- Data to process

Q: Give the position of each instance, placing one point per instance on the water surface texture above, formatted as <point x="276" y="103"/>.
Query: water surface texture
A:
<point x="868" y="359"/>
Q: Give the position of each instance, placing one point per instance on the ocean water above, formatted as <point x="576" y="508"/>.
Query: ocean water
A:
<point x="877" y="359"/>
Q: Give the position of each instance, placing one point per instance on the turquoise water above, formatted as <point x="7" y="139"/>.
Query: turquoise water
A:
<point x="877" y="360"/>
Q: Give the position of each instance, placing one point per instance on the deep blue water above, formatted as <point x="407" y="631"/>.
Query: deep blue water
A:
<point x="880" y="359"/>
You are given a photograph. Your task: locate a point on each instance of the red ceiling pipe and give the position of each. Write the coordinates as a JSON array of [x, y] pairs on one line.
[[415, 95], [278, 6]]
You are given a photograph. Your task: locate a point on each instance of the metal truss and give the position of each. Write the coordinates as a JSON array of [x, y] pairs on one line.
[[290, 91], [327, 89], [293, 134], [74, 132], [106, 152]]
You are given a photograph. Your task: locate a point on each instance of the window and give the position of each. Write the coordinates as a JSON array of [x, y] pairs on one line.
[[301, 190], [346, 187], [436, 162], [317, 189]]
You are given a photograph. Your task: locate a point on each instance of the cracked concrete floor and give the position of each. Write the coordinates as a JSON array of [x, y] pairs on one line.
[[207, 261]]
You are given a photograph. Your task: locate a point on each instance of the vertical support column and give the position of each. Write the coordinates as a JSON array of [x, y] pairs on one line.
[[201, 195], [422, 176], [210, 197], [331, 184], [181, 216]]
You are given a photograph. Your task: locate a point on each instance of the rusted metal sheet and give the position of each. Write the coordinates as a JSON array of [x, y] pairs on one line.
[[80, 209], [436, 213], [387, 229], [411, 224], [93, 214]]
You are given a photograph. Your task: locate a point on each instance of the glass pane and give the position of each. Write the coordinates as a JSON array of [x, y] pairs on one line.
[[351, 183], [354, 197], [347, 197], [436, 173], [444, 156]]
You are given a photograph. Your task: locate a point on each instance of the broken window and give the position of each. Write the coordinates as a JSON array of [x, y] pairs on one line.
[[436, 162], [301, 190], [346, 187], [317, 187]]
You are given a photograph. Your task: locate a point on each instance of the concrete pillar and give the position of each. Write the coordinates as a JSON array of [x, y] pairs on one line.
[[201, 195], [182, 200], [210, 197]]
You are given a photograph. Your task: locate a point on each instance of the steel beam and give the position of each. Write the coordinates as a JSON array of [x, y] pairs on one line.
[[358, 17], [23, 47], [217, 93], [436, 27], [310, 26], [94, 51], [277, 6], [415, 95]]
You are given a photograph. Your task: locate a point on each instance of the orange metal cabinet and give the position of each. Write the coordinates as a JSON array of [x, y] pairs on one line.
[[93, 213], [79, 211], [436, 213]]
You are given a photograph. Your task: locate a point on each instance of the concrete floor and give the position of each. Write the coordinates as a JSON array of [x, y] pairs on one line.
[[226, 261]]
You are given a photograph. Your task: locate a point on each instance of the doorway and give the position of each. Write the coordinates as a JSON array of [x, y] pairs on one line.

- Exercise goal
Format the items from the line with "of the broken" to the line with "[[201, 195], [182, 200], [210, 197]]" as a two-column CSV headed instruction,response. Give one row per item, with its text and its answer each in a single quoted field and any line breaks replaced by spaces.

- The solution
instruction,response
"You are given a photograph. Your task: locate a point on each instance of the broken window and give the position of each. Write the coordinates as a JSON array of [x, y] pairs on one line.","[[436, 162], [301, 190], [346, 187], [317, 187]]"
"You are given a photograph. Your task: locate a point on each instance of the concrete pillar and give the position of each. Write the coordinates as a JSON array of [x, y] pairs on one line.","[[201, 195], [182, 200], [210, 197]]"